__BRIEF__. Because the lines must stay identical, write out the data without changing anything.

(Extracted records)
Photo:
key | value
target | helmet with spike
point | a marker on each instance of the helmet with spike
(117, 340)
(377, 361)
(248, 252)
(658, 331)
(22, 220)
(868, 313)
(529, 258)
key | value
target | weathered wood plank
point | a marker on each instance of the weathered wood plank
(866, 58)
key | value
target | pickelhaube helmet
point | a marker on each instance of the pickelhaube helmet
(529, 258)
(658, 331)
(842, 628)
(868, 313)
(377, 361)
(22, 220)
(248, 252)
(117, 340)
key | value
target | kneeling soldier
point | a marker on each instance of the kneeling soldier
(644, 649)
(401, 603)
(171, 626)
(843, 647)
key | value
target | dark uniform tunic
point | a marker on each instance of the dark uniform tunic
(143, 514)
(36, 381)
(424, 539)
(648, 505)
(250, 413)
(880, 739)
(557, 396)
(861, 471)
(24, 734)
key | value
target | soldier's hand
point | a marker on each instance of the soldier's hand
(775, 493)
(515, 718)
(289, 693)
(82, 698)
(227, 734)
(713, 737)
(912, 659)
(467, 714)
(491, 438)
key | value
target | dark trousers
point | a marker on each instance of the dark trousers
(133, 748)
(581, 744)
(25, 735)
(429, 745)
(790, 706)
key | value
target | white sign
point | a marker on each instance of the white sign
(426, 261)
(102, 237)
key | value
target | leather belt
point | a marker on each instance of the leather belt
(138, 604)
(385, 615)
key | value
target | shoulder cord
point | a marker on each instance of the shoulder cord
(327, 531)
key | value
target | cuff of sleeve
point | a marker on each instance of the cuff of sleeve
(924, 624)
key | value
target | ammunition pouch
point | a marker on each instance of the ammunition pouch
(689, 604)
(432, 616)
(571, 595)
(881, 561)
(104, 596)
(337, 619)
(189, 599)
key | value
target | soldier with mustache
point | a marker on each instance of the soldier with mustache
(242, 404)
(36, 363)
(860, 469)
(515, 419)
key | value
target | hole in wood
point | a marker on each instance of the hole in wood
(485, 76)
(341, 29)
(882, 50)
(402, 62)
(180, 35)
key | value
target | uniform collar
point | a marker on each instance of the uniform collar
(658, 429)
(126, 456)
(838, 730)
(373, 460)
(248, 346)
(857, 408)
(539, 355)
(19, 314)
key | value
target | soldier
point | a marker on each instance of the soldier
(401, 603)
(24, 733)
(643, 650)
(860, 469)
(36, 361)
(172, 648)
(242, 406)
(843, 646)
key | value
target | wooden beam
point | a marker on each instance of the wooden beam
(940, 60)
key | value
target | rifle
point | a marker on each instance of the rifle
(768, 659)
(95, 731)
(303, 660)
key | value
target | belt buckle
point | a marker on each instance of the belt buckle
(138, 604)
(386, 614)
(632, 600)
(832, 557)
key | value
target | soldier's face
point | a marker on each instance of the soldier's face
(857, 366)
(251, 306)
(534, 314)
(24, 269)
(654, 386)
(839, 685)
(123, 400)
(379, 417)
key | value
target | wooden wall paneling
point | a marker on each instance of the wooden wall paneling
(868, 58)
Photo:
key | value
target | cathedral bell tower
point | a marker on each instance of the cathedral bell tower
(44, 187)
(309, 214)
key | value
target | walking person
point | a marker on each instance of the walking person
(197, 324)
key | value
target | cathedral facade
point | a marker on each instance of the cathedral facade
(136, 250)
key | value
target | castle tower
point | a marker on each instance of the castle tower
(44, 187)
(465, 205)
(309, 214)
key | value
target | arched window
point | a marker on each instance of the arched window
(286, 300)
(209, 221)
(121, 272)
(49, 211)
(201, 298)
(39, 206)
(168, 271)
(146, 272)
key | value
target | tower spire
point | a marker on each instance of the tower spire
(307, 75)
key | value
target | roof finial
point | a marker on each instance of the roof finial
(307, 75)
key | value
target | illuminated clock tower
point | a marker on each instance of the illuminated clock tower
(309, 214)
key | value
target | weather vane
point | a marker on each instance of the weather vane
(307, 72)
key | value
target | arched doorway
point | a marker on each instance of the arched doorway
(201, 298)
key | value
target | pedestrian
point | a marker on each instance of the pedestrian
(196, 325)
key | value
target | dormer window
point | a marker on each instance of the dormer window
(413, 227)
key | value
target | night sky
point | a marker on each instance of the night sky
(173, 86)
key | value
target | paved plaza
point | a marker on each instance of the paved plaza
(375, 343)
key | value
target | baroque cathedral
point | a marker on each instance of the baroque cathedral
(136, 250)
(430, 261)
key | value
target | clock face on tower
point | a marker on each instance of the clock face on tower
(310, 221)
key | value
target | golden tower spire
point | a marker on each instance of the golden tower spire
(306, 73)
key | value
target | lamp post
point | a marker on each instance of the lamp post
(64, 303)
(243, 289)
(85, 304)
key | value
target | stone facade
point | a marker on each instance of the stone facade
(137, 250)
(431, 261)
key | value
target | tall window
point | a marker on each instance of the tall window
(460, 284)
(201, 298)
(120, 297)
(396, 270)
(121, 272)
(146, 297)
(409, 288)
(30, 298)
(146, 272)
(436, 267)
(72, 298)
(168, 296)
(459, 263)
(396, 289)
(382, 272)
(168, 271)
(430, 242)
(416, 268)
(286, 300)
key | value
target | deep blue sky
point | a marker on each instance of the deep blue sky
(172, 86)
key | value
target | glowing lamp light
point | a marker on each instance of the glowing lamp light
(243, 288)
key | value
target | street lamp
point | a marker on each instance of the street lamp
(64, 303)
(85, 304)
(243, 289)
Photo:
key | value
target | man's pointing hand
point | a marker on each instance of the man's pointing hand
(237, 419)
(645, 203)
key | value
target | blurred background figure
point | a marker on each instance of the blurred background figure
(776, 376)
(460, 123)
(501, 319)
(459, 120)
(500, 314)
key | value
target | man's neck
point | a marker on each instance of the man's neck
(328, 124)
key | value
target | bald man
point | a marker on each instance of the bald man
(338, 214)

__RESPONSE__.
Photo:
key | value
target | helmet with spike
point | a marker on each instance of the helmet with spike
(117, 340)
(377, 361)
(248, 252)
(658, 331)
(22, 220)
(868, 313)
(529, 258)
key | value
target | weathered wood plank
point | a marker on each instance of the weathered wood plank
(866, 58)
key | value
target | pickelhaube helmet
point | a marker on each instance of the pickelhaube helmet
(529, 258)
(658, 331)
(842, 628)
(868, 313)
(377, 361)
(22, 220)
(248, 252)
(117, 340)
key | value
target | kneeling soldier
point | a marker on each instance of the kneeling soldier
(644, 649)
(401, 603)
(171, 626)
(843, 647)
key | value
target | dark uniform tunic
point | a marker on each instance of the dark uniform tunic
(143, 514)
(36, 381)
(424, 539)
(648, 505)
(250, 413)
(880, 739)
(557, 396)
(861, 471)
(24, 734)
key | value
target | soldier's hand
point | a marker on each instance of the soldier's hand
(775, 493)
(515, 718)
(289, 693)
(82, 698)
(227, 734)
(713, 737)
(912, 659)
(467, 714)
(491, 438)
key | value
target | dark trousers
point | a marker on each instance of the dark trousers
(133, 748)
(581, 744)
(25, 735)
(429, 745)
(790, 706)
key | value
target | white sign
point | a marker on each instance of the white sign
(426, 261)
(102, 237)
key | value
target | leather belt
point | a marker on each instance of the leather belt
(138, 604)
(385, 615)
key | value
target | shoulder cord
point | a marker on each instance of the shoulder cord
(327, 531)
key | value
target | cuff of sleeve
point | a marker on each instance of the cuff of sleeve
(924, 624)
key | value
target | ammunition pouch
point | a marker on each instance of the ammunition pouch
(689, 604)
(432, 616)
(571, 595)
(881, 561)
(104, 596)
(337, 619)
(189, 599)
key | value
target | soldier with mustache
point | a marker on each instance of the soldier with mustache
(242, 404)
(36, 363)
(860, 469)
(515, 419)
key | value
target | hole in wood
point | a marker on each instance of the hole in wood
(485, 76)
(341, 29)
(882, 50)
(402, 62)
(180, 35)
key | value
target | uniform collar
point | a marker on each instance of the uniform collar
(658, 429)
(126, 456)
(838, 730)
(373, 460)
(248, 346)
(857, 408)
(539, 355)
(19, 314)
key | value
target | soldier
point | a marker on each instance of the soldier
(401, 603)
(24, 733)
(643, 650)
(860, 469)
(36, 361)
(172, 648)
(242, 406)
(843, 646)
key | value
target | wooden beam
point | a marker on each instance of the wooden beam
(940, 60)
key | value
target | rifle
point | a marker on each instance of the rifle
(768, 659)
(95, 731)
(303, 660)
key | value
target | belt buckle
point | a marker on each instance of the belt buckle
(138, 604)
(386, 614)
(632, 600)
(832, 557)
key | value
target | soldier's face
point | a marker on each instance of the soldier's face
(857, 366)
(251, 306)
(534, 314)
(24, 269)
(654, 386)
(839, 685)
(123, 400)
(379, 417)
key | value
target | wooden wall paneling
point | a marker on each instance of the wooden wall paneling
(868, 58)
Photo:
key | value
target | cathedral bell tower
point | a marker on each instance of the cathedral bell tower
(44, 187)
(309, 214)
key | value
target | walking person
point | a marker on each instance of the walking person
(197, 324)
key | value
target | cathedral facade
point | a marker on each instance of the cathedral facade
(136, 250)
key | value
target | castle tower
point | a marker on each instance of the castle tower
(44, 187)
(465, 205)
(309, 214)
key | value
target | arched window
point | a marker on each instance of the arched window
(286, 300)
(209, 221)
(121, 272)
(49, 211)
(201, 298)
(39, 206)
(168, 271)
(146, 272)
key | value
target | tower spire
point | a marker on each instance of the tower spire
(307, 75)
key | value
target | roof finial
point | a marker on each instance of the roof finial
(307, 75)
key | value
target | illuminated clock tower
point | a marker on each instance of the illuminated clock tower
(309, 214)
key | value
target | weather vane
point | a marker on each instance of the weather vane
(307, 72)
key | value
target | arched doorway
point | a marker on each instance of the arched doorway
(201, 298)
key | value
target | pedestrian
point | a marker on each instance of the pedestrian
(196, 325)
key | value
target | dormer window
point | a marker on each instance of the dormer window
(413, 227)
key | value
target | night sky
point | a marker on each instance of the night sky
(173, 86)
key | value
target | paved plaza
point | a marker on each instance of the paved plaza
(375, 343)
key | value
target | baroque cathedral
point | a marker on each instance of the baroque cathedral
(136, 250)
(430, 261)
key | value
target | clock face on tower
point | a marker on each instance of the clock face on tower
(310, 221)
key | value
target | golden tower spire
point | a marker on each instance of the golden tower spire
(306, 73)
key | value
target | lamp post
point | a marker on each instance of the lamp post
(64, 303)
(243, 289)
(85, 304)
key | value
target | stone facade
point | a marker on each instance of the stone facade
(137, 250)
(431, 261)
key | value
target | tall window
point | a marker on each instance of the tall window
(460, 284)
(201, 298)
(120, 297)
(396, 270)
(121, 272)
(146, 297)
(409, 288)
(30, 298)
(146, 272)
(436, 267)
(72, 298)
(168, 296)
(459, 263)
(396, 289)
(382, 272)
(168, 271)
(430, 242)
(416, 268)
(286, 300)
key | value
target | deep blue sky
point | a marker on each instance of the deep blue sky
(172, 86)
key | value
target | glowing lamp light
point | a marker on each instance of the glowing lamp light
(243, 288)
key | value
target | street lamp
point | a marker on each instance of the street lamp
(64, 303)
(85, 304)
(243, 289)
Photo:
key | value
target | man's pointing hand
point | a marker on each instance of the man's pointing hand
(237, 419)
(645, 203)
key | value
target | blurred background figure
point | a marker on each instance of the blurred background figure
(776, 376)
(460, 123)
(501, 319)
(459, 120)
(500, 314)
key | value
target | man's neck
point | a marker on each instance of the man's neck
(328, 124)
key | value
target | bald man
point | a marker on each instance of the bald man
(338, 214)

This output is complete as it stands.